TEXTO DA PÁGINA:
######
É cediço que nas últimas décadas do século XX, procurou-se firmar os direitos difusos a fim de efetivar a garantia de dignidade humana. Consolidou-se nos textos legais, em muitos Estados, o meio ambiente sadio e equilibrado como um direito inalienável e necessário à dignidade humana e à sadia qualidade de vida[3]. Contudo, numa época em que o poderio econômico e a idéia de lucro suplantam, muitas vezes, as promessas constitucionais, faz-se fundamental dar efetividade e continuidade aos direitos assegurados. Por isso, para que a firmação desses novos direitos não signifique apenas um plus nos ordenamentos jurídicos, é necessário que se somem a eles mecanismos para a sua efetividade.

Na redefinição dos institutos jurídicos, fundamental para que o Direito possa responder satisfatoriamente às demandas advindas da sociedade de risco, não há dúvida que se tem como objeto possível a configuração do dano moral ambiental coletivo,bem como a adequação da responsabilidade civil clássica às exigências da tutela jurídica ambiental.
######
LISTAGEM APRESENTADA:
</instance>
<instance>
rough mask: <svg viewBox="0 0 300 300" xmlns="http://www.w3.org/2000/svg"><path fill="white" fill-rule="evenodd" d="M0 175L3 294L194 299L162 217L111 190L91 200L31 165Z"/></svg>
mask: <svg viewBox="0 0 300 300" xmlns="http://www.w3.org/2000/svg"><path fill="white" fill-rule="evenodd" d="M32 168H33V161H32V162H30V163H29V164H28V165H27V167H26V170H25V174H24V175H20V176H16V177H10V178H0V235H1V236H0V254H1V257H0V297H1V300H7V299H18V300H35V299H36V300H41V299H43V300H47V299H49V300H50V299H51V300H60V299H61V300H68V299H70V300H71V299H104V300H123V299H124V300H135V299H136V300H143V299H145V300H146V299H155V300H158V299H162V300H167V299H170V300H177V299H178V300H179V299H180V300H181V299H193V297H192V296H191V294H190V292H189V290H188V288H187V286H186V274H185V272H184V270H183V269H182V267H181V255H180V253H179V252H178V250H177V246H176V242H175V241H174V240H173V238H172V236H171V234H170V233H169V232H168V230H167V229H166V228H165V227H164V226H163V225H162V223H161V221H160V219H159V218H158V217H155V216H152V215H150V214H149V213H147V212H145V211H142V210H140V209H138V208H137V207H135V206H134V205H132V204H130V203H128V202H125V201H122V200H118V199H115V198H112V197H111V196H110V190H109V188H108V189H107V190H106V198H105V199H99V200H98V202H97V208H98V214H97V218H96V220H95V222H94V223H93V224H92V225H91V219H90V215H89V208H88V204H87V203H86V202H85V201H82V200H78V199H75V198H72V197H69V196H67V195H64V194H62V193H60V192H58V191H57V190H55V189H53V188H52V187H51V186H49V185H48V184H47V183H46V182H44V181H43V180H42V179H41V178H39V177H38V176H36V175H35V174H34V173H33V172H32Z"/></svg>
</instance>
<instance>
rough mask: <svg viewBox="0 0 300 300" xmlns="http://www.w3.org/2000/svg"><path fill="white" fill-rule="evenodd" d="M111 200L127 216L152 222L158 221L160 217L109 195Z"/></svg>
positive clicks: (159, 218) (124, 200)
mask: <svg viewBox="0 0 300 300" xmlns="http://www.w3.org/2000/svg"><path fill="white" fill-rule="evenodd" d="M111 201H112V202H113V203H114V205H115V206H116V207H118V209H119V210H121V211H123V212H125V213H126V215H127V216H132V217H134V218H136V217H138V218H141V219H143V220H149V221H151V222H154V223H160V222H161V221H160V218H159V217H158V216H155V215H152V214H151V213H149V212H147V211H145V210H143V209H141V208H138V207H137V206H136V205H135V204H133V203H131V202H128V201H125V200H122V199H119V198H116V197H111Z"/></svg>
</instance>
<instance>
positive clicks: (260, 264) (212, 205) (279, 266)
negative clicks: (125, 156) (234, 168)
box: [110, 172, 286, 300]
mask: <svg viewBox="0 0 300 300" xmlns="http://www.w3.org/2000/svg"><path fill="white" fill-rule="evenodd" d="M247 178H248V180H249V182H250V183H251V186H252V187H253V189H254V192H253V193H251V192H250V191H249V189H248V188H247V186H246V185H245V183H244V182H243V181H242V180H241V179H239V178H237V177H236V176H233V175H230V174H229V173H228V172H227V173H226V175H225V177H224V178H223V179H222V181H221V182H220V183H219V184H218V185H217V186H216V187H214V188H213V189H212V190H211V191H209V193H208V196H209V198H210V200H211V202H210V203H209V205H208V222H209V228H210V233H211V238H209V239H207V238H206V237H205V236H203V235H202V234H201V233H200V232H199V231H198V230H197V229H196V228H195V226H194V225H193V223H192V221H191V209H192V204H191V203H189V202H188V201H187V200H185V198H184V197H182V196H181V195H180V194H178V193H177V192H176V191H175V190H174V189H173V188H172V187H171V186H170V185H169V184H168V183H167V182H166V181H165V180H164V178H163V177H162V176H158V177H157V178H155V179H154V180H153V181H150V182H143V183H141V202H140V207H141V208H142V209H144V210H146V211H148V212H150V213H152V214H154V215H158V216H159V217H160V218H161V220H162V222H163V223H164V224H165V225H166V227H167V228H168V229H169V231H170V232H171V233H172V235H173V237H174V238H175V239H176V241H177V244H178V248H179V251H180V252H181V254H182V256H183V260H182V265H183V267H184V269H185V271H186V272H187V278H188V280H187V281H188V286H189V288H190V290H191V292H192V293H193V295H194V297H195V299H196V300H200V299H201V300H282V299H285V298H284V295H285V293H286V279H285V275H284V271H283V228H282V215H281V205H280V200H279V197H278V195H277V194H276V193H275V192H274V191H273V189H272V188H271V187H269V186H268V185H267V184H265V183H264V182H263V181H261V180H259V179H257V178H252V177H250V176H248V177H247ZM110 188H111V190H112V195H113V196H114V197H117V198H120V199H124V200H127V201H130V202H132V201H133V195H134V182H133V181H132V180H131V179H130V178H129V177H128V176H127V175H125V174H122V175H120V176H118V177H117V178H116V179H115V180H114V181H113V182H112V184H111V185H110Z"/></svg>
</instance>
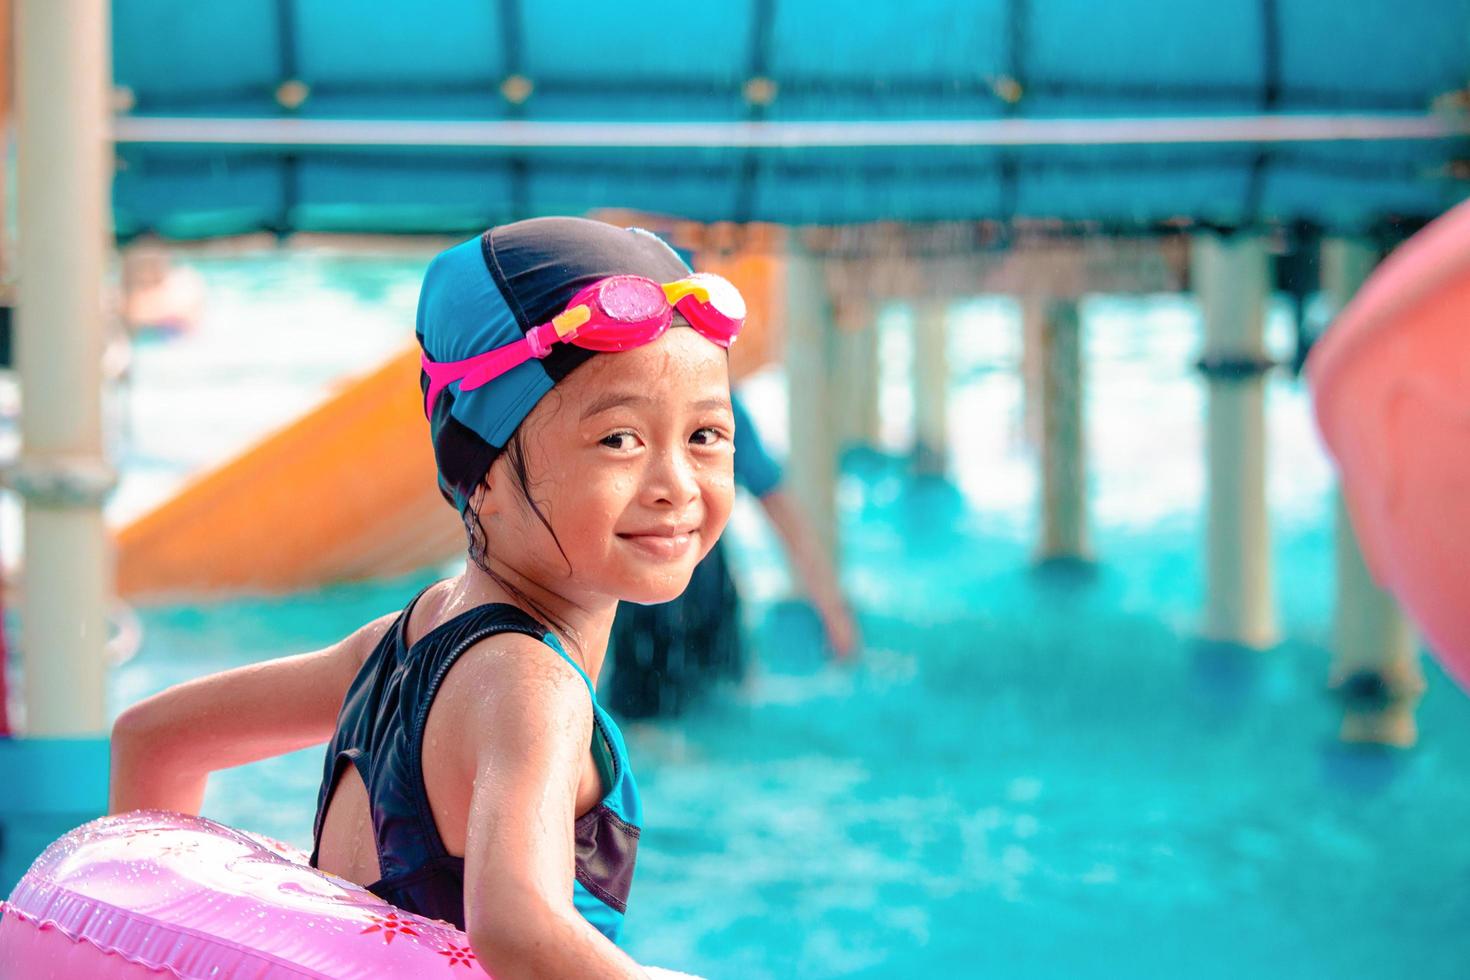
######
Prossiga o texto sobre a tutela jurídica do meio ambiente a partir de sua última frase. A listagem acima não é necessária.

RESULTADO DA TAREFA:
Para o desenvolvimento desse tema, primeiramente, tratar-se-á do conceito e da classificação de dano ambiental. Em seguida, abordar-se-ão os principais fundamentos jurídicos para a aceitação do dano moral ambiental. Logo após, no estudo do direito aplicado, será desenvolvida uma análise jurisprudencial dos principais julgados a esse respeito. Por último, ilustrativamente, serão propostos alguns parâmetros para a quantificação do dano ao ambiente.

1 DANO MORAL AMBIENTAL: CLASSIFICAÇÃO, FUNDAMENTAÇÃO TEÓRICA E LEGAL

1.1 CLASSIFICAÇÃO

Embora a legislação brasileira não tenha conceituado expressamente dano ambiental, pode-se depreender da análise do sistema normativo brasileiro de responsabilidade civil[4] que, doutrinariamente, “dano ambiental deve ser compreendido como toda lesão intolerável causada por qualquer ação humana (culposa ou não) ao meio ambiente, diretamente, como macrobem de interesse da coletividade, em uma concepção totalizante, e indiretamente, a terceiros, tendo em vista interesses próprios e individualizáveis e que refletem no macrobem”[5].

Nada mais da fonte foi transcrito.